• **Your assignment**
Using the essay on children's rights below, explain in one to three sentences why it calls the rights of minors muddled.

Politics & Philosophy by Dr. Martin D. Hash, Esq.
Children don't have a full set of Constitutionally guaranteed Rights like adults because they aren't considered mature enough to make informed decisions. Children's Rights have primarily been determined by a series of Supreme Court Cases and precedence from English Common law, and are fraught with arbitrary limitations: why 16 to get a Driver's license, 18 to vote, but 21 to smoke or drink alcohol, yet a 16-year old can be tried as an adult. Yet, medically, a human's frontal cortex, the part of the brain that makes rational decisions, isn't fully formed until age 25-32.
The State can take over responsibility for a minor, called “parens patriae,” to protect their health, safety, and welfare; under the guise of acting in their best interests. And schools have another level of authority, called “in loco parentis” that can curtail a child's civil liberties. Of course, there's the parents who can rule with an iron fist under the Parental Rights Doctrine. This all proves that liberty must be taught, along with responsibility for your actions and respect for other people's liberty, because babies aren't born with those understandings. Presumably, when they do, they become “adults” but, actually, most adults haven't learned those concepts either, so obviously, the concept of a “minor” is rather muddled, and therefore the rights of minors are too.

• **Data provided**
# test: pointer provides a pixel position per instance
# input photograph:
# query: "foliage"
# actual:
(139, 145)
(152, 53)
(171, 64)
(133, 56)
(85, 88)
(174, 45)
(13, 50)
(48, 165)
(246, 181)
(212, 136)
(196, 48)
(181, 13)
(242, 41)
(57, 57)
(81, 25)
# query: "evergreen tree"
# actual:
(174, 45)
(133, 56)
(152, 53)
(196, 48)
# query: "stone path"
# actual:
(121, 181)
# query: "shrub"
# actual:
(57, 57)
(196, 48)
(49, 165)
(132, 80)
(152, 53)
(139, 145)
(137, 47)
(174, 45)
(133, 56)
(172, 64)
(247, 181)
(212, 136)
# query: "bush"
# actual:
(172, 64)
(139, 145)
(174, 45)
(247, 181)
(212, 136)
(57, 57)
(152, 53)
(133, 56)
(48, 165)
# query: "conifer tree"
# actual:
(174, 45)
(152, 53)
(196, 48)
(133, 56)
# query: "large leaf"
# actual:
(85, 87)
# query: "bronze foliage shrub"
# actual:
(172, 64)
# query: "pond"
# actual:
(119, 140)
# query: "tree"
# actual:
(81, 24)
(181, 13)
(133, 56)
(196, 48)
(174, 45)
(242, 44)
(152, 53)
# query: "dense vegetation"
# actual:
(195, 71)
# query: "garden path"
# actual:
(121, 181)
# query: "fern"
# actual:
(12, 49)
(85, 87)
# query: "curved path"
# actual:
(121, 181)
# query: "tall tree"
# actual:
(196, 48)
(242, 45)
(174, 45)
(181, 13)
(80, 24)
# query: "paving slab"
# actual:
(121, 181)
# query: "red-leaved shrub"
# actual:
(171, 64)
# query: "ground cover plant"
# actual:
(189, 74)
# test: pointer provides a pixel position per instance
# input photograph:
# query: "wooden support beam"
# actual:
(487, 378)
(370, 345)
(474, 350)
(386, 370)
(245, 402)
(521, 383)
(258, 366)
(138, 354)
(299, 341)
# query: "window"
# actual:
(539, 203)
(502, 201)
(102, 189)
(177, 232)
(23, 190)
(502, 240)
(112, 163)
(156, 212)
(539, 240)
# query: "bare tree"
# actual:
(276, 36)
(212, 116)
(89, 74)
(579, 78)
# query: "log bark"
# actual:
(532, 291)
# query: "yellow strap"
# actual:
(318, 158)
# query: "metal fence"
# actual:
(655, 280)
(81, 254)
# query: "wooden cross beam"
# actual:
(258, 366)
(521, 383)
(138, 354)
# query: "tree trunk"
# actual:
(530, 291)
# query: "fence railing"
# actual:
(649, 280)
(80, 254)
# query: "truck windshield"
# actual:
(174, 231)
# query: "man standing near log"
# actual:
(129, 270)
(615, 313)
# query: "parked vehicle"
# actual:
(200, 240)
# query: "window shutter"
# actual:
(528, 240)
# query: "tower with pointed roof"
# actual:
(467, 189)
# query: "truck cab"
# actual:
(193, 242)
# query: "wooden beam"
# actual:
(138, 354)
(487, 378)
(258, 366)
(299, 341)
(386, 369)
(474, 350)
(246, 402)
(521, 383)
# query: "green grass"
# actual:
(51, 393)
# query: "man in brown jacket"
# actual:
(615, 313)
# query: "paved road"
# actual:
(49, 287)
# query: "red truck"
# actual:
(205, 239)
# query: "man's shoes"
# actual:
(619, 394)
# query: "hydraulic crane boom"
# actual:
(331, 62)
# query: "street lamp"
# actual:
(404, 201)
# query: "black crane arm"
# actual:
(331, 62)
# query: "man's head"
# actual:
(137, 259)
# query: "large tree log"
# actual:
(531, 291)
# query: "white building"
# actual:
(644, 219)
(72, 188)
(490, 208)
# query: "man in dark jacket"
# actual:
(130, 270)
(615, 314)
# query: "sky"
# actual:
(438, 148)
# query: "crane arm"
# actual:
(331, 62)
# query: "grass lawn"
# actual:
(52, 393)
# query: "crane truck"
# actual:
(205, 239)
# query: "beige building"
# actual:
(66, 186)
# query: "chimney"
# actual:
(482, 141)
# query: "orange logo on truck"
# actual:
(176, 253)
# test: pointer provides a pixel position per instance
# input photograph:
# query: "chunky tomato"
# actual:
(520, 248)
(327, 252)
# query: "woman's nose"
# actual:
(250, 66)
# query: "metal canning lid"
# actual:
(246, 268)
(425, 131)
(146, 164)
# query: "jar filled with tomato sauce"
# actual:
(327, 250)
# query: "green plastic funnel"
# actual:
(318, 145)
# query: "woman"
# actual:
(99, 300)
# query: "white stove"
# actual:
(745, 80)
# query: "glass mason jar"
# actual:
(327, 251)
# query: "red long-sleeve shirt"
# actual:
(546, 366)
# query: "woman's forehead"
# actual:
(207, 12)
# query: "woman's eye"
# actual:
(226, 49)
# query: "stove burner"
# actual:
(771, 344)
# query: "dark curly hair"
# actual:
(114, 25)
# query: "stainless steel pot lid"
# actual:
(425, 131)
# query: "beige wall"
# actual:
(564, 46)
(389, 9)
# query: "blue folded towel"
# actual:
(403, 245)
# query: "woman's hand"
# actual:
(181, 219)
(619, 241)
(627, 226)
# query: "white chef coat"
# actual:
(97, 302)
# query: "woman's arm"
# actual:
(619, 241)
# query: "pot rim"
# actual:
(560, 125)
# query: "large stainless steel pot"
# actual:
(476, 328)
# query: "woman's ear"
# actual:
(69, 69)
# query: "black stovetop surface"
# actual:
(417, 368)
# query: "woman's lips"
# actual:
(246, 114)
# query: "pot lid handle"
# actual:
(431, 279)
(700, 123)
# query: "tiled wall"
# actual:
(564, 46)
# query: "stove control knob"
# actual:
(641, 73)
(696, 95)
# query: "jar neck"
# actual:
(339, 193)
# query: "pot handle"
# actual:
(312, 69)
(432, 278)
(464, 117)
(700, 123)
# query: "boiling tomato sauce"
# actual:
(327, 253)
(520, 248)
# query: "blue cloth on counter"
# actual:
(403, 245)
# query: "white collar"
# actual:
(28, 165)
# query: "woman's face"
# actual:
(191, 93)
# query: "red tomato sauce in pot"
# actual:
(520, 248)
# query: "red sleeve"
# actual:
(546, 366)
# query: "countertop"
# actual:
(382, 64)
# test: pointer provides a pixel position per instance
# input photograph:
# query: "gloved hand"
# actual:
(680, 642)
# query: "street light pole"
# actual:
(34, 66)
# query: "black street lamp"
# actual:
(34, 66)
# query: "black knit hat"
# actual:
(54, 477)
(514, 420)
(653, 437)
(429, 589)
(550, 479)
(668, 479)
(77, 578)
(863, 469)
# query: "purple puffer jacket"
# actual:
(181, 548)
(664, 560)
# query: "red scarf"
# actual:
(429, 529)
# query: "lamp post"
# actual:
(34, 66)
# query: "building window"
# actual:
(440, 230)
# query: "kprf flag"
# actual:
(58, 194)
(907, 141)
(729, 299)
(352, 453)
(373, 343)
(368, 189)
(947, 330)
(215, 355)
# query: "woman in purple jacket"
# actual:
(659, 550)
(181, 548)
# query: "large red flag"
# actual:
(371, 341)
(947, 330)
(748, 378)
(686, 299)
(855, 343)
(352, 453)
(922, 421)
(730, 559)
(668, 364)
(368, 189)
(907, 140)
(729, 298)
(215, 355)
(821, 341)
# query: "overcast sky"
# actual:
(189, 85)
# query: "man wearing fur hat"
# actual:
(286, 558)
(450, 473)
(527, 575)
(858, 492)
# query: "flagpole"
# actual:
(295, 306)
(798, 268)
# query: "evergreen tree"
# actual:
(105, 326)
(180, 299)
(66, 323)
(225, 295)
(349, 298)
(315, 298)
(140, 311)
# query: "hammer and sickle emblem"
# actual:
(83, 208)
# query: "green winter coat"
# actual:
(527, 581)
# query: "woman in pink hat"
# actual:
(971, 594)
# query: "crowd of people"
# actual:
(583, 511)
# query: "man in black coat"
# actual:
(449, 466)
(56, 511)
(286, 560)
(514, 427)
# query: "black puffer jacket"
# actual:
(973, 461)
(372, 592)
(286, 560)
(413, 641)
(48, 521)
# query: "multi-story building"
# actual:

• **Result**
The essay says the rights of minors are muddled because the concept of a "minor" is itself muddled. People presumably become "adults" once they understand liberty, responsibility for their actions, and respect for other people's liberty, yet most adults haven't learned those concepts either.